[Start Extract]

OUR BURNING PLANET

Killing the Holy Ghost: Inside the unlawful bid for environmental approval of the Musina-Makhado SEZ

By Kevin Bloom 25 May 2021

From left: Lehlogonolo Masoga, the recently appointed CEO of the MMSEZ operating company. (Photo: Gallo Images / City Press / Leon Sadiki) | An impression of the MMSEZ. (Image: Limpopo Economic Development Agency) | A baobab in Limpopo, South Africa. (Photo: Gallo Images / Sunday Times / Marianne Schwankhart) | Limpopo River (Photo: Kevin Bloom | Limpopo River with elephant cows en route to Zimbabwe. (Photo: Wally Schultz) | South African currency. (Photo: Nadine Hutton / Bloomberg via Getty Images)

On 1 September 2020, the draft environmental impact assessment for the R145bn Musina-Makhado SEZ was released for public comment. What followed, given the absolute devastation that the project would visit on the Limpopo River basin, were delays and about-turns that often verged on the unlawful. But on 19 May 2021, the local implementing agents for the China-backed initiative may have crossed the point of no-return — a high court review is almost certain, it now seems, with the law as clear as day.

Kevin Bloom

(For more in the Killing the Holy Ghost series, read Kevin Bloom’s three investigative features here, here and here, and Brandon Abdinor’s report on the draft environmental impact assessment here.)

On the morning of 15 March 2021, in among the thousands of virtual meetings that were happening across South Africa, there was one in particular that underlined the hopeless banality of human-induced ecosystem collapse. The humans in question had logged on to discuss a range of acronyms that made sense mainly to them, but which to an outsider would have been essential to an understanding of the broader picture of ruin. In order of importance, those acronyms were as follows:

MMSEZ: The Musina-Makhado Special Economic Zone, a proposed China-funded 8,000ha metallurgical cluster in the baobab-laden Limpopo River Valley, which would be powered by its own 3,000MW coal-fired plant, draw water from drought- and famine-stricken Zimbabwe, and generally lay waste to the transnational ecosystems upon which millions of livelihoods depended.

[End Extract]
[Start Data section]

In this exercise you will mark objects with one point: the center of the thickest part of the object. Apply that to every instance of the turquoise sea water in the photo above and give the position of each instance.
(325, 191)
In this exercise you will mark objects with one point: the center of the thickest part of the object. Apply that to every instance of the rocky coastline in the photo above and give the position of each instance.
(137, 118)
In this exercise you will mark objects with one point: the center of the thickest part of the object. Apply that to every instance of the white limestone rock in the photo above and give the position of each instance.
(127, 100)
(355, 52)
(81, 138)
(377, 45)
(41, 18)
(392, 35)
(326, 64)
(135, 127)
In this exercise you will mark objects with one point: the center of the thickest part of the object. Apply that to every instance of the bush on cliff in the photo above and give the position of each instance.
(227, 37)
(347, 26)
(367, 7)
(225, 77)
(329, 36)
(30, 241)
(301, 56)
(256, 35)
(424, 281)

[End Data section]

Write out the whole article on the Musina-Makhado SEZ above, word for word.

OUR BURNING PLANET

Killing the Holy Ghost: Inside the unlawful bid for environmental approval of the Musina-Makhado SEZ

By Kevin Bloom 25 May 2021

From left: Lehlogonolo Masoga, the recently appointed CEO of the MMSEZ operating company. (Photo: Gallo Images / City Press / Leon Sadiki) | An impression of the MMSEZ. (Image: Limpopo Economic Development Agency) | A baobab in Limpopo, South Africa. (Photo: Gallo Images / Sunday Times / Marianne Schwankhart) | Limpopo River (Photo: Kevin Bloom | Limpopo River with elephant cows en route to Zimbabwe. (Photo: Wally Schultz) | South African currency. (Photo: Nadine Hutton / Bloomberg via Getty Images)

On 1 September 2020, the draft environmental impact assessment for the R145bn Musina-Makhado SEZ was released for public comment. What followed, given the absolute devastation that the project would visit on the Limpopo River basin, were delays and about-turns that often verged on the unlawful. But on 19 May 2021, the local implementing agents for the China-backed initiative may have crossed the point of no-return — a high court review is almost certain, it now seems, with the law as clear as day.

Kevin Bloom

(For more in the Killing the Holy Ghost series, read Kevin Bloom’s three investigative features here, here and here, and Brandon Abdinor’s report on the draft environmental impact assessment here.)

On the morning of 15 March 2021, in among the thousands of virtual meetings that were happening across South Africa, there was one in particular that underlined the hopeless banality of human-induced ecosystem collapse. The humans in question had logged on to discuss a range of acronyms that made sense mainly to them, but which to an outsider would have been essential to an understanding of the broader picture of ruin. In order of importance, those acronyms were as follows:

MMSEZ: The Musina-Makhado Special Economic Zone, a proposed China-funded 8,000ha metallurgical cluster in the baobab-laden Limpopo River Valley, which would be powered by its own 3,000MW coal-fired plant, draw water from drought- and famine-stricken Zimbabwe, and generally lay waste to the transnational ecosystems upon which millions of livelihoods depended.